• _AIM OF THE TASK_:
Reproduce all of the data below line for line, with no changes.

• _THE RECORDS_:
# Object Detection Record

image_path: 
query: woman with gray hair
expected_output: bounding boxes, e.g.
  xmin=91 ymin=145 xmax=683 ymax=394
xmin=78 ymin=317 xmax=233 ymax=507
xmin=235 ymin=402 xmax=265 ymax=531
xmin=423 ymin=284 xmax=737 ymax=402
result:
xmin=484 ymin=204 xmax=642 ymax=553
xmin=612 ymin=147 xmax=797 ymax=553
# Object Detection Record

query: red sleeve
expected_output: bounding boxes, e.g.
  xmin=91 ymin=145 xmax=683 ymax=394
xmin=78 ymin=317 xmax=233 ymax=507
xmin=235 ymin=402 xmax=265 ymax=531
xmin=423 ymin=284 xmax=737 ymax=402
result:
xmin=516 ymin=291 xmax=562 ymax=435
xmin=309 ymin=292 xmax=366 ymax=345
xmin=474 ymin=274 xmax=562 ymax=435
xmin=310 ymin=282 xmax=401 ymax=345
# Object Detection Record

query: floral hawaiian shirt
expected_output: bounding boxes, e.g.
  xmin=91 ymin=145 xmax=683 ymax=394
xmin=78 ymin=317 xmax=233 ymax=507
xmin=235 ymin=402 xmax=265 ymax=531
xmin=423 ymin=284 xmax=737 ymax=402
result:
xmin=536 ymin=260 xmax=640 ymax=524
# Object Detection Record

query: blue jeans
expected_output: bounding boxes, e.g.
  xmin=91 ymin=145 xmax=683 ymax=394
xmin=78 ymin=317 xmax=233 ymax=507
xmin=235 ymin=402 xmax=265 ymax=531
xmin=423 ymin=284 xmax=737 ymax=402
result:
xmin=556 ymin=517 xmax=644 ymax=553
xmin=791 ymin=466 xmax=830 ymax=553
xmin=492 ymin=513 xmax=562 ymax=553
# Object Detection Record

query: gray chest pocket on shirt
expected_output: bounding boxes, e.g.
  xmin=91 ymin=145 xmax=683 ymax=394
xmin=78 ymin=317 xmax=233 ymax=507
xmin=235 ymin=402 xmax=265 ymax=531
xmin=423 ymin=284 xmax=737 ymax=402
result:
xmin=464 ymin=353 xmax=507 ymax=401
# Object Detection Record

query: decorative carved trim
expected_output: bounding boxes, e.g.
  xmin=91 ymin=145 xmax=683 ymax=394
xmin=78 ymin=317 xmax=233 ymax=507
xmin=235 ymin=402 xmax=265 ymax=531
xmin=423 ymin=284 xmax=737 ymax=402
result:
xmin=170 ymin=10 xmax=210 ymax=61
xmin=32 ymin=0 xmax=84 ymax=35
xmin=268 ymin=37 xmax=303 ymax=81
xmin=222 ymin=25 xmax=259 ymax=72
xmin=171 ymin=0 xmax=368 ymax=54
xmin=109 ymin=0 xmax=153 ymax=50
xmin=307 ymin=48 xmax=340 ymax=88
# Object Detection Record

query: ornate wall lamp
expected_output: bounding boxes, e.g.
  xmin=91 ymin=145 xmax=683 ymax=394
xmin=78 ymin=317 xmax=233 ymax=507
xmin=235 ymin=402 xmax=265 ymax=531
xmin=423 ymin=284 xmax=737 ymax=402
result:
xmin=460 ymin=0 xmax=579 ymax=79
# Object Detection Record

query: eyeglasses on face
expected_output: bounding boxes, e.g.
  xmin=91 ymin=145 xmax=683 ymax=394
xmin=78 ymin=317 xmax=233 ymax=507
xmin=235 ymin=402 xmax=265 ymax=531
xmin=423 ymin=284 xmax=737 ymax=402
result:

• _WRITTEN RESPONSE_:
# Object Detection Record

image_path: 
query: woman with gray hair
expected_output: bounding boxes, e.g.
  xmin=91 ymin=145 xmax=683 ymax=394
xmin=78 ymin=317 xmax=233 ymax=507
xmin=235 ymin=402 xmax=265 ymax=531
xmin=423 ymin=284 xmax=737 ymax=402
result:
xmin=484 ymin=204 xmax=642 ymax=553
xmin=612 ymin=147 xmax=797 ymax=553
# Object Detection Record

query: red sleeve
expected_output: bounding boxes, e.g.
  xmin=91 ymin=145 xmax=683 ymax=394
xmin=78 ymin=317 xmax=233 ymax=507
xmin=235 ymin=402 xmax=265 ymax=531
xmin=423 ymin=284 xmax=737 ymax=402
result:
xmin=516 ymin=291 xmax=562 ymax=435
xmin=309 ymin=292 xmax=366 ymax=345
xmin=474 ymin=274 xmax=562 ymax=435
xmin=310 ymin=282 xmax=401 ymax=345
# Object Detection Record

query: floral hawaiian shirt
expected_output: bounding boxes, e.g.
  xmin=91 ymin=145 xmax=683 ymax=394
xmin=78 ymin=317 xmax=233 ymax=507
xmin=235 ymin=402 xmax=265 ymax=531
xmin=423 ymin=284 xmax=737 ymax=402
result:
xmin=536 ymin=260 xmax=640 ymax=524
# Object Detection Record

query: blue jeans
expected_output: bounding boxes, e.g.
  xmin=91 ymin=145 xmax=683 ymax=394
xmin=78 ymin=317 xmax=233 ymax=507
xmin=235 ymin=402 xmax=265 ymax=531
xmin=423 ymin=284 xmax=737 ymax=402
result:
xmin=556 ymin=517 xmax=644 ymax=553
xmin=791 ymin=466 xmax=830 ymax=553
xmin=492 ymin=513 xmax=562 ymax=553
# Object Detection Record

query: gray chest pocket on shirt
expected_output: bounding boxes, e.g.
  xmin=91 ymin=145 xmax=683 ymax=394
xmin=78 ymin=317 xmax=233 ymax=507
xmin=235 ymin=402 xmax=265 ymax=531
xmin=423 ymin=284 xmax=737 ymax=402
result:
xmin=464 ymin=353 xmax=507 ymax=401
# Object Detection Record

query: decorative carved trim
expected_output: bounding boxes, e.g.
  xmin=91 ymin=145 xmax=683 ymax=394
xmin=78 ymin=317 xmax=233 ymax=507
xmin=235 ymin=402 xmax=265 ymax=531
xmin=423 ymin=284 xmax=737 ymax=402
result:
xmin=170 ymin=10 xmax=210 ymax=61
xmin=32 ymin=0 xmax=84 ymax=35
xmin=268 ymin=37 xmax=303 ymax=81
xmin=222 ymin=25 xmax=259 ymax=72
xmin=171 ymin=0 xmax=368 ymax=54
xmin=109 ymin=0 xmax=153 ymax=50
xmin=307 ymin=48 xmax=340 ymax=88
# Object Detection Record

query: ornate wall lamp
expected_output: bounding boxes, e.g.
  xmin=91 ymin=145 xmax=683 ymax=394
xmin=78 ymin=317 xmax=233 ymax=507
xmin=235 ymin=402 xmax=265 ymax=531
xmin=423 ymin=284 xmax=737 ymax=402
result:
xmin=460 ymin=0 xmax=579 ymax=79
# Object Detection Record

query: eyeglasses on face
expected_output: bounding boxes, e.g.
  xmin=91 ymin=145 xmax=683 ymax=394
xmin=78 ymin=317 xmax=233 ymax=507
xmin=235 ymin=402 xmax=265 ymax=531
xmin=423 ymin=284 xmax=737 ymax=402
result:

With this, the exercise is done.